## ACTIVITY
The output is the lines below from the one with "Identify striped shirt in the frame above." through the one with "Identify green tree in the frame above.", both included, printed exactly and with no other line.

## DATA EXCERPTS
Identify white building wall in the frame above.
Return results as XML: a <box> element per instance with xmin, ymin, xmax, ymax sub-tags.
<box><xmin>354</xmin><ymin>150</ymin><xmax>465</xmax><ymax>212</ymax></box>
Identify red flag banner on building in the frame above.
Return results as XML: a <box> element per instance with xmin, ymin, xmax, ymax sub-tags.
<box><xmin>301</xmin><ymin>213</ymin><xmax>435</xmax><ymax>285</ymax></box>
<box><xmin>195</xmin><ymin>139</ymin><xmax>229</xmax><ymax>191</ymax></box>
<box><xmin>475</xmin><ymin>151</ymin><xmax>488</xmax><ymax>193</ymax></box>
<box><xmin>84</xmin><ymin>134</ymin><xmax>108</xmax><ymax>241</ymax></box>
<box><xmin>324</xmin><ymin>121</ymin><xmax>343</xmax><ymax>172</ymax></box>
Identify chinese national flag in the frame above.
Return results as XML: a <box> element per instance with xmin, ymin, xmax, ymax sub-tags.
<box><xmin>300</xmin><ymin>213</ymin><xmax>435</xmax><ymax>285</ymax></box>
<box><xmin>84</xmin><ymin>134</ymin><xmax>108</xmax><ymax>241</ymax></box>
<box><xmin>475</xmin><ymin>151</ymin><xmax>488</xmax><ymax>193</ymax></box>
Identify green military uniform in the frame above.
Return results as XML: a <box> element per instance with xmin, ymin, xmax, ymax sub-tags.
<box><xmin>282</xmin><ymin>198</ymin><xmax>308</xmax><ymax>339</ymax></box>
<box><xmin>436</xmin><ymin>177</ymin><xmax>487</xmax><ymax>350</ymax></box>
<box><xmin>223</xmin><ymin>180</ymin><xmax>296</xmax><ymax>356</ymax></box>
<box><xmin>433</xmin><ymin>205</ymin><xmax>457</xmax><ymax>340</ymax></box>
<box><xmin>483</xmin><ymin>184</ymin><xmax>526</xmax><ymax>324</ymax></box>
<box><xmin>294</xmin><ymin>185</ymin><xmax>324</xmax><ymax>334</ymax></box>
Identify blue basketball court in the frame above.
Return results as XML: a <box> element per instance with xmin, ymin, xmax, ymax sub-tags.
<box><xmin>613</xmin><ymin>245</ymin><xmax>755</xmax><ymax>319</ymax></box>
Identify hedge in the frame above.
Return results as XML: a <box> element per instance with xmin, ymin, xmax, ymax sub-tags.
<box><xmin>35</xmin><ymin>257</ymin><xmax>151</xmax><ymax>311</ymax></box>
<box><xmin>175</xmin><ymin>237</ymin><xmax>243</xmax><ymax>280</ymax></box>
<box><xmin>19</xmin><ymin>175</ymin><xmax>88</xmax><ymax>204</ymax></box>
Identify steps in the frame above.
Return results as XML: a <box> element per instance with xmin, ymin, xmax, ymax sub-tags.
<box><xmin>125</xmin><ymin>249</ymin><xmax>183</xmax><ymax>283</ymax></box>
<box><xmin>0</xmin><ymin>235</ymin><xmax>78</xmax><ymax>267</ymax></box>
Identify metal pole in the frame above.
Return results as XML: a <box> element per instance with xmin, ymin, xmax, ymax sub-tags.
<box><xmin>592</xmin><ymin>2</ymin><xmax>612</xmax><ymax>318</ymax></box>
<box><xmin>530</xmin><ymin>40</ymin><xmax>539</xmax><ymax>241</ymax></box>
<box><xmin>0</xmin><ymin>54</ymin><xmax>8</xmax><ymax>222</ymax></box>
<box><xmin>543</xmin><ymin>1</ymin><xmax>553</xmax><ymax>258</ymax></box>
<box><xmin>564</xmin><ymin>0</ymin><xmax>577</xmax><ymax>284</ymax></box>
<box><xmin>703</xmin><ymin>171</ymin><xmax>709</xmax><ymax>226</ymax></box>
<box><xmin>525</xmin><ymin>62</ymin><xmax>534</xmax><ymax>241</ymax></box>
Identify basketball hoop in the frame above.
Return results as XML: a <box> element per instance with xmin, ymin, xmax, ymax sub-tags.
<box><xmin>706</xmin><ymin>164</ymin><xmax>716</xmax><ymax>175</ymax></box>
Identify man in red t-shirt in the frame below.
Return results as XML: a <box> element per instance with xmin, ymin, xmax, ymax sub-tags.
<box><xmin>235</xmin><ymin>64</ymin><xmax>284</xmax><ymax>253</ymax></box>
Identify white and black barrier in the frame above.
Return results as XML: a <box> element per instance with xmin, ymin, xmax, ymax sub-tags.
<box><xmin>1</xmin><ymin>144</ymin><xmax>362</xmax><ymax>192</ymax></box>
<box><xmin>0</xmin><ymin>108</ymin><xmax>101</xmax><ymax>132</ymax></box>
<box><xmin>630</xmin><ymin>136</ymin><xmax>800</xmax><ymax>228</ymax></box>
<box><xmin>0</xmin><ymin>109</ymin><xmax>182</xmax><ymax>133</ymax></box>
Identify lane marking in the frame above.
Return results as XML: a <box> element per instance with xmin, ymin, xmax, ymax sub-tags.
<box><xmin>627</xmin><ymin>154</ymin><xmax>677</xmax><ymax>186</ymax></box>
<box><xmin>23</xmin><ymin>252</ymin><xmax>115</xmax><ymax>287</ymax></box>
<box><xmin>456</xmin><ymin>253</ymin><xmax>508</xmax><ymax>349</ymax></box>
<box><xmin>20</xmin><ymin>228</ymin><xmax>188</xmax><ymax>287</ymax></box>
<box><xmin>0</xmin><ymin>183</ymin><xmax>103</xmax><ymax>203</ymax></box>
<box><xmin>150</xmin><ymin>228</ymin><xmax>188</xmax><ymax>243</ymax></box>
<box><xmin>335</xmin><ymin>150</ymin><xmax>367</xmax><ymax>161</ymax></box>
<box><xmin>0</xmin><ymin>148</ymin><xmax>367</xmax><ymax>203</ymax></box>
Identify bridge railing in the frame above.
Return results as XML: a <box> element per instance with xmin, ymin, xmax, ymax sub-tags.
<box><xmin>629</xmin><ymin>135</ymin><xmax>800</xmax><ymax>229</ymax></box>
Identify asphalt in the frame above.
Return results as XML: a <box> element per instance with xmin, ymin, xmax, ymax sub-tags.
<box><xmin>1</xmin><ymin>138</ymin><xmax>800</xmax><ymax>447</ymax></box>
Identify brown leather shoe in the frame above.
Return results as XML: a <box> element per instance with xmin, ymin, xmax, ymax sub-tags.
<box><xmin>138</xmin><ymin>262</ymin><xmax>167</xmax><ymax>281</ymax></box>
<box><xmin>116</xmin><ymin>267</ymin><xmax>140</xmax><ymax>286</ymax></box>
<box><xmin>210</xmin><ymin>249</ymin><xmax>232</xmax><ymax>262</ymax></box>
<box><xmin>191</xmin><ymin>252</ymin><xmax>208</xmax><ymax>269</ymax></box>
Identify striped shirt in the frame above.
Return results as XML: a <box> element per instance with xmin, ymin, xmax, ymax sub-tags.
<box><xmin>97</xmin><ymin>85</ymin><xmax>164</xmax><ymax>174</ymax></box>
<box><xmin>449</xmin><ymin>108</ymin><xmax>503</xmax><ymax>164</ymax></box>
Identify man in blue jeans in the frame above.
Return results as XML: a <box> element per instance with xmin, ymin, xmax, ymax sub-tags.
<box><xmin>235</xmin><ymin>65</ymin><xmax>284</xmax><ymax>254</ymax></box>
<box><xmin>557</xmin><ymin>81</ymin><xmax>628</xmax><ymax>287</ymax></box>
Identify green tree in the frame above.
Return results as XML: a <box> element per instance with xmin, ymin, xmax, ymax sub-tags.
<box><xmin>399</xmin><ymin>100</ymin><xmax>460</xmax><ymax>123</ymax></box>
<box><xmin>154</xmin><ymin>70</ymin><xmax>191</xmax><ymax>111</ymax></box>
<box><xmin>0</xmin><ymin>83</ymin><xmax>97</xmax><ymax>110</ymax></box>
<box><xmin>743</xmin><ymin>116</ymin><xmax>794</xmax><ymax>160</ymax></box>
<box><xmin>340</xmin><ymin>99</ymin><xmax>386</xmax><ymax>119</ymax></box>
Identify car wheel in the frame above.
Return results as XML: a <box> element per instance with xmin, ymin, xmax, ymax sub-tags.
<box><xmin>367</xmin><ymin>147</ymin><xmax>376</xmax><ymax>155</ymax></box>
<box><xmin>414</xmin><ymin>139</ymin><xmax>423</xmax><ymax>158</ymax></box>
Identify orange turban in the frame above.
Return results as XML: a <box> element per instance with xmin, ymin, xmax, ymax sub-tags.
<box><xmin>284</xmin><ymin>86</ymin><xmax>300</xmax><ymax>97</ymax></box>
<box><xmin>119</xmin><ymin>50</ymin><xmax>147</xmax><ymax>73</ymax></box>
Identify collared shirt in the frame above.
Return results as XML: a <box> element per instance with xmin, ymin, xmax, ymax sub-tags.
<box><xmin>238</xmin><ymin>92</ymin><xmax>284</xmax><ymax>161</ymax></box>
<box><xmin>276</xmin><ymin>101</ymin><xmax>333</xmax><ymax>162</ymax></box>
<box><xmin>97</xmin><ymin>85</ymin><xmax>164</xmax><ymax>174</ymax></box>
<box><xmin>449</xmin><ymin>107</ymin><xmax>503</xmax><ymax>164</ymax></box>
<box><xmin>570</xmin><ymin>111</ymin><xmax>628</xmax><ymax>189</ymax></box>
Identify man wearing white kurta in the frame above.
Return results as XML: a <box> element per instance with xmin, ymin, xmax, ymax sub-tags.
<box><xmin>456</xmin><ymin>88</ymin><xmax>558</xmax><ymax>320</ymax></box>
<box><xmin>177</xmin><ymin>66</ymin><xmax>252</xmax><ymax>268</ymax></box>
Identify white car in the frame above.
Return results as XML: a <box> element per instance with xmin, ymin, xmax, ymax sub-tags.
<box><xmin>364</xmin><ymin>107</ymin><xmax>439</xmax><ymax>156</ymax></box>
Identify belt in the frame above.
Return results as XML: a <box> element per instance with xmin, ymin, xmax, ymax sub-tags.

## ANSWER SECTION
Identify striped shirt in the frame above.
Return results as XML: a <box> element per instance with xmin, ymin, xmax, ymax sub-tags.
<box><xmin>97</xmin><ymin>85</ymin><xmax>164</xmax><ymax>174</ymax></box>
<box><xmin>449</xmin><ymin>108</ymin><xmax>503</xmax><ymax>164</ymax></box>
Identify man in blue jeans in the frame above.
Return results as XML: a <box> element per instance with xmin, ymin, xmax, ymax sub-tags.
<box><xmin>235</xmin><ymin>65</ymin><xmax>284</xmax><ymax>254</ymax></box>
<box><xmin>557</xmin><ymin>81</ymin><xmax>628</xmax><ymax>287</ymax></box>
Identify green tree in the frame above.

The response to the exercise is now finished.